▶ **Your goal**
Render every one of these lines as a JSON list of strings, one string per line, skipping blank lines and leaving out the pictures.

▶ **Rows from a segmentation dataset**
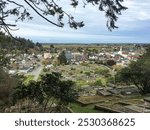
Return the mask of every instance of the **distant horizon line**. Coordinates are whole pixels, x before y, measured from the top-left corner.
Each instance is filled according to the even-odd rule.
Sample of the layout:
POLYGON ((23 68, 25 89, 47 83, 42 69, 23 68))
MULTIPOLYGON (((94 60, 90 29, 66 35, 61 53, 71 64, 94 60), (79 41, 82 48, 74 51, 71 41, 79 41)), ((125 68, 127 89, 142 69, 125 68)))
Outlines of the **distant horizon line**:
POLYGON ((150 42, 148 43, 145 43, 145 42, 139 42, 139 43, 136 43, 136 42, 132 42, 132 43, 130 43, 130 42, 123 42, 123 43, 44 43, 44 42, 39 42, 40 44, 42 44, 42 45, 51 45, 51 44, 55 44, 55 45, 60 45, 60 44, 62 44, 62 45, 106 45, 106 44, 150 44, 150 42))

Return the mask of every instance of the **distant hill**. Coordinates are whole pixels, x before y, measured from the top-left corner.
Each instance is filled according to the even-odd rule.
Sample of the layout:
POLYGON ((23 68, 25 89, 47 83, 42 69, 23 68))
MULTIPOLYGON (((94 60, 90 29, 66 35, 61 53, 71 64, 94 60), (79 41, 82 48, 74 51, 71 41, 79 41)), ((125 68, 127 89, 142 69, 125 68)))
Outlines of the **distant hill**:
POLYGON ((20 50, 27 51, 30 48, 35 48, 35 44, 31 40, 25 38, 16 37, 11 38, 0 32, 0 49, 7 49, 7 51, 20 50))

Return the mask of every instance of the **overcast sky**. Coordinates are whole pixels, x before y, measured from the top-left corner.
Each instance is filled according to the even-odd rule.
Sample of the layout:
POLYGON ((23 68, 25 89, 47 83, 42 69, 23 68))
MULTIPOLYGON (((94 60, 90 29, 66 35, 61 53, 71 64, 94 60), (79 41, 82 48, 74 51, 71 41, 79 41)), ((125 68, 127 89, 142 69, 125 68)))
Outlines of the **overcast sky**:
POLYGON ((73 9, 68 0, 61 1, 64 10, 78 21, 83 20, 85 27, 74 30, 65 24, 64 28, 58 28, 32 13, 34 19, 19 22, 19 30, 13 34, 43 43, 150 43, 150 0, 124 0, 123 5, 129 9, 122 12, 116 23, 119 29, 112 32, 108 31, 107 19, 97 7, 81 5, 73 9))

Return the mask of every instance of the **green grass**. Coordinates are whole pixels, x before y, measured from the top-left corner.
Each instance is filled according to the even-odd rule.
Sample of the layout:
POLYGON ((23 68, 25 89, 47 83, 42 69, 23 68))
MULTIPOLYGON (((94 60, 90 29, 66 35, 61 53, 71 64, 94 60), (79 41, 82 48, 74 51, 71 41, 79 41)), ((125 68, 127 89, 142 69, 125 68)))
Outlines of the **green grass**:
POLYGON ((34 76, 33 76, 33 75, 28 75, 28 76, 25 77, 23 83, 24 83, 25 85, 27 85, 27 84, 29 84, 29 82, 32 81, 33 79, 34 79, 34 76))
POLYGON ((72 103, 70 105, 70 108, 75 112, 75 113, 101 113, 101 111, 95 110, 94 105, 86 105, 82 106, 78 103, 72 103))

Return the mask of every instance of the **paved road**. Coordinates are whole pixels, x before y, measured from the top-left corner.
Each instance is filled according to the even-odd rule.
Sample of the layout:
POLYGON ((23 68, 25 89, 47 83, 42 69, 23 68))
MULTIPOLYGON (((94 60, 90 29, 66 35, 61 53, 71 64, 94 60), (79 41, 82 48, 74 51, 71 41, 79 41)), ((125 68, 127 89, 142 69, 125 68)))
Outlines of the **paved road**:
POLYGON ((33 75, 34 80, 37 81, 42 70, 43 70, 43 65, 40 65, 39 67, 35 68, 32 72, 29 72, 27 75, 33 75))

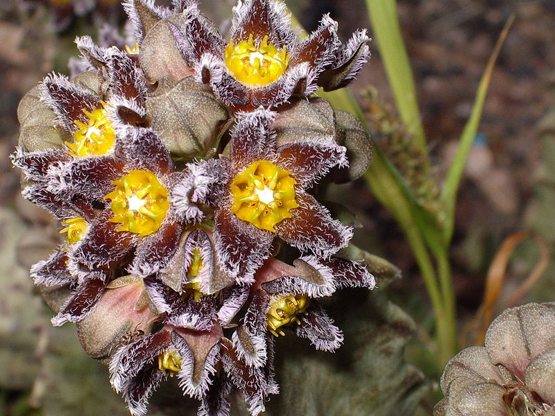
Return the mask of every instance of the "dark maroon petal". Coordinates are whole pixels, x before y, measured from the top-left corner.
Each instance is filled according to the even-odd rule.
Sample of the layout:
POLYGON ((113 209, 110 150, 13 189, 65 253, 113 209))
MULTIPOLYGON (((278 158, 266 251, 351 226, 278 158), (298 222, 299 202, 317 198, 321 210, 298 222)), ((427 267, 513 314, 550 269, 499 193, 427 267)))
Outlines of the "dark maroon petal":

▶ **Answer to the exercise**
[
  "Return the mask of every instance of the **distant horizon line**. Coordinates are whole pixels, x before y, measured from the top-left corner.",
  "Each instance is filled according to the even-odd rule.",
  "Sample of the layout:",
  "POLYGON ((23 68, 25 89, 47 83, 42 69, 23 68))",
  "MULTIPOLYGON (((94 60, 90 29, 66 35, 61 53, 71 64, 94 60), (79 41, 82 48, 74 51, 71 41, 79 41)), ((125 68, 127 89, 142 69, 125 68)))",
  "Outlines of the **distant horizon line**:",
  "POLYGON ((150 42, 148 43, 145 43, 145 42, 139 42, 139 43, 136 43, 136 42, 132 42, 132 43, 130 43, 130 42, 123 42, 123 43, 44 43, 44 42, 39 42, 40 44, 42 44, 42 45, 51 45, 51 44, 55 44, 55 45, 60 45, 60 44, 62 44, 62 45, 106 45, 106 44, 150 44, 150 42))",
  "Return the mask of every instance of the **distant hill**. Coordinates are whole pixels, x before y, measured from the top-left corner.",
  "Each instance is filled according to the even-odd rule.",
  "Sample of the layout:",
  "POLYGON ((23 68, 25 89, 47 83, 42 69, 23 68))",
  "MULTIPOLYGON (((94 60, 90 29, 66 35, 61 53, 71 64, 94 60), (79 41, 82 48, 74 51, 71 41, 79 41)), ((125 68, 127 89, 142 69, 125 68)))",
  "Outlines of the **distant hill**:",
  "POLYGON ((20 50, 27 51, 30 48, 35 48, 35 44, 31 40, 25 38, 16 37, 11 38, 0 32, 0 49, 7 49, 7 51, 20 50))",
  "Return the mask of every instance of the **overcast sky**. Coordinates are whole pixels, x before y, measured from the top-left corner.",
  "Each instance is filled according to the even-odd rule.",
  "Sample of the layout:",
  "POLYGON ((23 68, 25 89, 47 83, 42 69, 23 68))",
  "MULTIPOLYGON (((94 60, 90 29, 66 35, 61 53, 71 64, 94 60), (79 41, 82 48, 74 51, 71 41, 79 41)), ((125 68, 127 89, 142 69, 125 68)))",
  "Outlines of the **overcast sky**:",
  "POLYGON ((73 9, 68 0, 61 1, 64 10, 78 21, 83 20, 85 27, 74 30, 65 24, 64 28, 58 28, 32 13, 34 19, 19 22, 19 30, 13 34, 43 43, 150 43, 150 0, 124 0, 123 5, 129 9, 122 12, 116 23, 119 29, 112 32, 108 31, 107 19, 97 7, 81 5, 73 9))",
  "Return the mask of every instance of the **green grass**. Coordinates are whole pixels, x before y, measured from the top-left corner.",
  "Each instance is filled according to the even-odd rule.",
  "Sample of the layout:",
  "POLYGON ((23 68, 25 89, 47 83, 42 69, 23 68))",
  "MULTIPOLYGON (((94 60, 90 29, 66 35, 61 53, 71 64, 94 60), (79 41, 82 48, 74 51, 71 41, 79 41)), ((125 68, 127 89, 142 69, 125 68)))",
  "Outlines of the **green grass**:",
  "POLYGON ((34 76, 33 76, 33 75, 28 75, 28 76, 25 77, 23 83, 24 83, 25 85, 27 85, 27 84, 29 84, 29 82, 32 81, 33 79, 34 79, 34 76))",
  "POLYGON ((72 103, 70 105, 70 108, 75 112, 75 113, 101 113, 101 111, 95 110, 94 105, 86 105, 82 106, 78 103, 72 103))",
  "Return the mask of every instance of the **paved road**. Coordinates are whole pixels, x before y, measured from the top-left corner.",
  "Each instance is filled according to the even-odd rule.",
  "Sample of the layout:",
  "POLYGON ((23 68, 25 89, 47 83, 42 69, 23 68))",
  "MULTIPOLYGON (((94 60, 90 29, 66 35, 61 53, 71 64, 94 60), (79 41, 82 48, 74 51, 71 41, 79 41)), ((125 68, 127 89, 142 69, 125 68)))",
  "Outlines of the **paved road**:",
  "POLYGON ((33 75, 34 80, 37 81, 42 70, 43 70, 43 65, 40 65, 39 67, 35 68, 32 72, 29 72, 27 75, 33 75))",
  "Return the mask of every instance of the \"dark maroon petal\". Coordinates are whole pixels, x before y, measured from the top-left corner.",
  "Each instance is filled according to the even-odd rule.",
  "Sample of the layout:",
  "POLYGON ((113 209, 110 150, 13 189, 65 253, 113 209))",
  "MULTIPOLYGON (((278 158, 266 251, 351 226, 278 158), (298 222, 299 202, 317 198, 321 210, 298 222)), ((427 267, 513 314, 550 269, 499 193, 427 267)))",
  "Outlines of the \"dark maroon petal\":"
]